_Brief:_
Count the lines in the records below that contain the word "woven", and give only that number.

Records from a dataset
==================================================

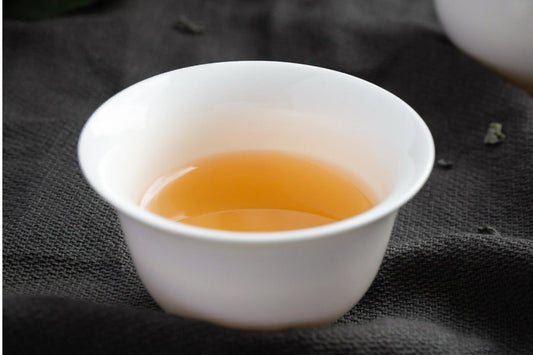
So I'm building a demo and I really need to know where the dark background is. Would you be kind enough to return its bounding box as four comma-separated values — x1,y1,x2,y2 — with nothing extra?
3,0,533,354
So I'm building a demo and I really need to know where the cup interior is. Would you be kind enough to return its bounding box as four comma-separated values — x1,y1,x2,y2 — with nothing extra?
79,62,434,236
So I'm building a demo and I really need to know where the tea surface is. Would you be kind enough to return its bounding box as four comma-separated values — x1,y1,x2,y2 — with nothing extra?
141,151,373,232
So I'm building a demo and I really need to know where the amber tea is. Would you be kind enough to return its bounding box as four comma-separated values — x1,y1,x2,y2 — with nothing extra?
141,151,373,232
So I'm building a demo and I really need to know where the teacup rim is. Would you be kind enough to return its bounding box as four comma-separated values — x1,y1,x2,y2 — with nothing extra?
77,60,435,244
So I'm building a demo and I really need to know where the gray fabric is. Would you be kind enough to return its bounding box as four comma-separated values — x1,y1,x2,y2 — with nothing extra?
3,0,533,354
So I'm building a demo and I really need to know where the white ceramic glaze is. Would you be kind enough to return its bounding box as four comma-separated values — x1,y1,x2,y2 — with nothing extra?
435,0,533,93
78,61,434,329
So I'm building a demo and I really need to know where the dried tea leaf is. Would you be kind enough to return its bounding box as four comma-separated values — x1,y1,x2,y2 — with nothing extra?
483,122,505,144
174,15,205,35
477,226,500,235
437,158,453,169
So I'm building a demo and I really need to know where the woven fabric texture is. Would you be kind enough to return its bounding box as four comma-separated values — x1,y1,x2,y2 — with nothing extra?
3,0,533,354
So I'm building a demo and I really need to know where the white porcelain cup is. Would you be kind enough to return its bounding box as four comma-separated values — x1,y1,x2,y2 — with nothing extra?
78,61,434,329
435,0,533,93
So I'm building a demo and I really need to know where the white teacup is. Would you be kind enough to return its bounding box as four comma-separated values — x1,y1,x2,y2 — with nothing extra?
78,61,434,329
434,0,533,94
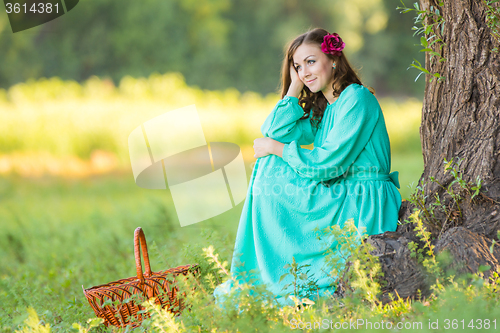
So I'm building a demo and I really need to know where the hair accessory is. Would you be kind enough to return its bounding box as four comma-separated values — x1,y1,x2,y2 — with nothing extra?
321,32,345,57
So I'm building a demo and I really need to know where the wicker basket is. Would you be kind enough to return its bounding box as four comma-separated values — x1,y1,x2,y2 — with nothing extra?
82,228,199,327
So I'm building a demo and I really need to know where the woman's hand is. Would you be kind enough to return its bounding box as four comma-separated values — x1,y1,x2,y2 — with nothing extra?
253,137,284,158
286,65,304,98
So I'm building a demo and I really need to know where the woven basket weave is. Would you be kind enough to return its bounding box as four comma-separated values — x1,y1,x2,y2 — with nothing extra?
82,228,199,327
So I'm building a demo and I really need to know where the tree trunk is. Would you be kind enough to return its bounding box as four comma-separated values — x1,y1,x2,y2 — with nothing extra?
369,0,500,297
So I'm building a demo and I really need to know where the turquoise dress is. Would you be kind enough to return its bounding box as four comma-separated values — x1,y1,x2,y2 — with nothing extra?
214,84,401,305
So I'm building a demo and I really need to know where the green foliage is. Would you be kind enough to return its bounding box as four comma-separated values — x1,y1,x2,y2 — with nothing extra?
318,219,383,307
0,0,423,99
279,257,319,304
482,0,500,53
4,209,500,333
396,0,446,82
409,158,485,234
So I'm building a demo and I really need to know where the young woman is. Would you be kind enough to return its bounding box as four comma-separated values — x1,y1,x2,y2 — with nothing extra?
214,29,401,304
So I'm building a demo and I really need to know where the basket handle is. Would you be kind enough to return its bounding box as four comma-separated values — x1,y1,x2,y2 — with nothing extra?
134,227,152,281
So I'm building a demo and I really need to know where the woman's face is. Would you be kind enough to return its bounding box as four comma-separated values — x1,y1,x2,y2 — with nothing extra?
293,43,333,96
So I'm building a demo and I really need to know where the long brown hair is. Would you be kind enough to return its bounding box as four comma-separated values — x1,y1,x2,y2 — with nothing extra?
281,28,375,127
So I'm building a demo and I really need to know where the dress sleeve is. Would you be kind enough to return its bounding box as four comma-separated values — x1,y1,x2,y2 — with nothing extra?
283,84,381,181
260,96,317,145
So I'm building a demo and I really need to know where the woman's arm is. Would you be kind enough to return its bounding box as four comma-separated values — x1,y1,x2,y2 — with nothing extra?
282,86,381,181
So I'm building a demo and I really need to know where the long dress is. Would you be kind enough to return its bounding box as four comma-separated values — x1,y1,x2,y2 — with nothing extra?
214,84,401,305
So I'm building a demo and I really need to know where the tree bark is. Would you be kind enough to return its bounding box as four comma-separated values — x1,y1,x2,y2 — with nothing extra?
369,0,500,297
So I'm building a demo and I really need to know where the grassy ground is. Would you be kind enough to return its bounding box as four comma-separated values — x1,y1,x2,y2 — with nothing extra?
0,77,423,332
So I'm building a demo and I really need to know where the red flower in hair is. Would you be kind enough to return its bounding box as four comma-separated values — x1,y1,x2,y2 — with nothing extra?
321,32,345,57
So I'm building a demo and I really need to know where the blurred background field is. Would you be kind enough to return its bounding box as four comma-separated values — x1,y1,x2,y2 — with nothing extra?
0,73,423,331
0,0,424,326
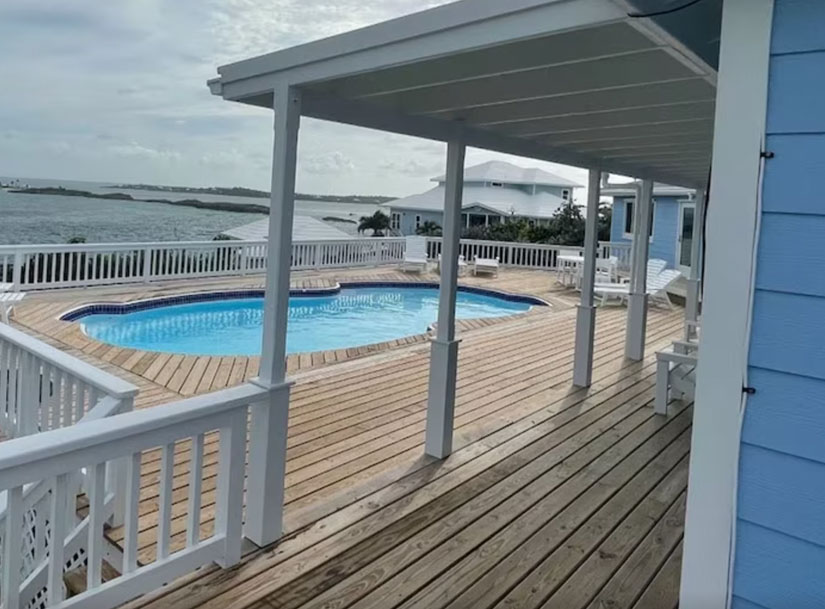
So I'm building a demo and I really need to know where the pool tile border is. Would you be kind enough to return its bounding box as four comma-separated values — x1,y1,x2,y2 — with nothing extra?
58,281,551,321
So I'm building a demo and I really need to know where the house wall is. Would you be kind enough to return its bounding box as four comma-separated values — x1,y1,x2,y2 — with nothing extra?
610,197,682,268
732,0,825,609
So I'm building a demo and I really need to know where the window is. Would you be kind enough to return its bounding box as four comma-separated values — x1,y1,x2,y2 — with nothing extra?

==================================================

_Result below:_
2